> WHAT YOU ARE ASKED TO DO
Using the data beneath, show every line that includes the word "Circle".

[Image-backed grounding data]
- Opening Delimiter -
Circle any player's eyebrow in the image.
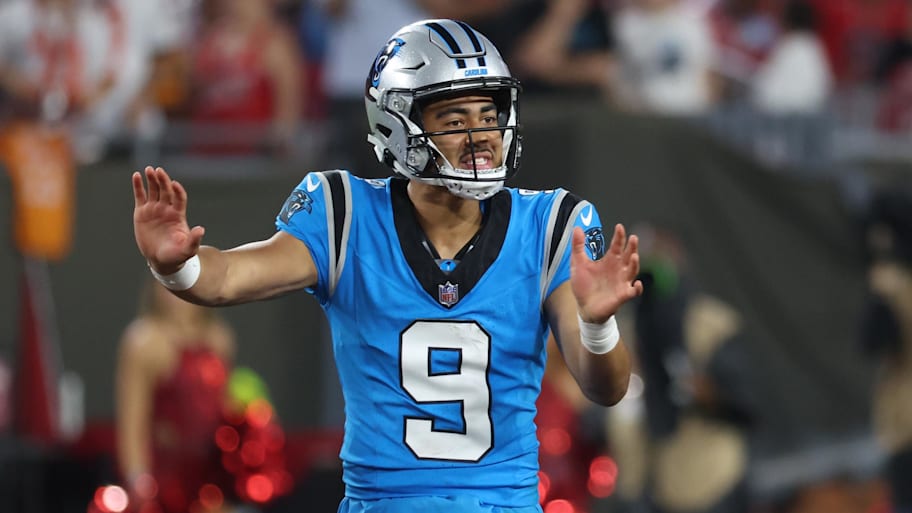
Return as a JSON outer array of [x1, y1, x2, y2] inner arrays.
[[434, 102, 497, 119]]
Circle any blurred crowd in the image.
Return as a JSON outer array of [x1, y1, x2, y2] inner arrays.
[[1, 0, 912, 166]]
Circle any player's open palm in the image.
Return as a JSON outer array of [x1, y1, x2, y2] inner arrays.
[[570, 223, 643, 323], [132, 166, 205, 272]]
- Closing Delimiter -
> SOLUTION FOR THIS TASK
Circle any player's eyebrow in the image.
Circle any blurred crowd in the image.
Circle any player's open palm in the image.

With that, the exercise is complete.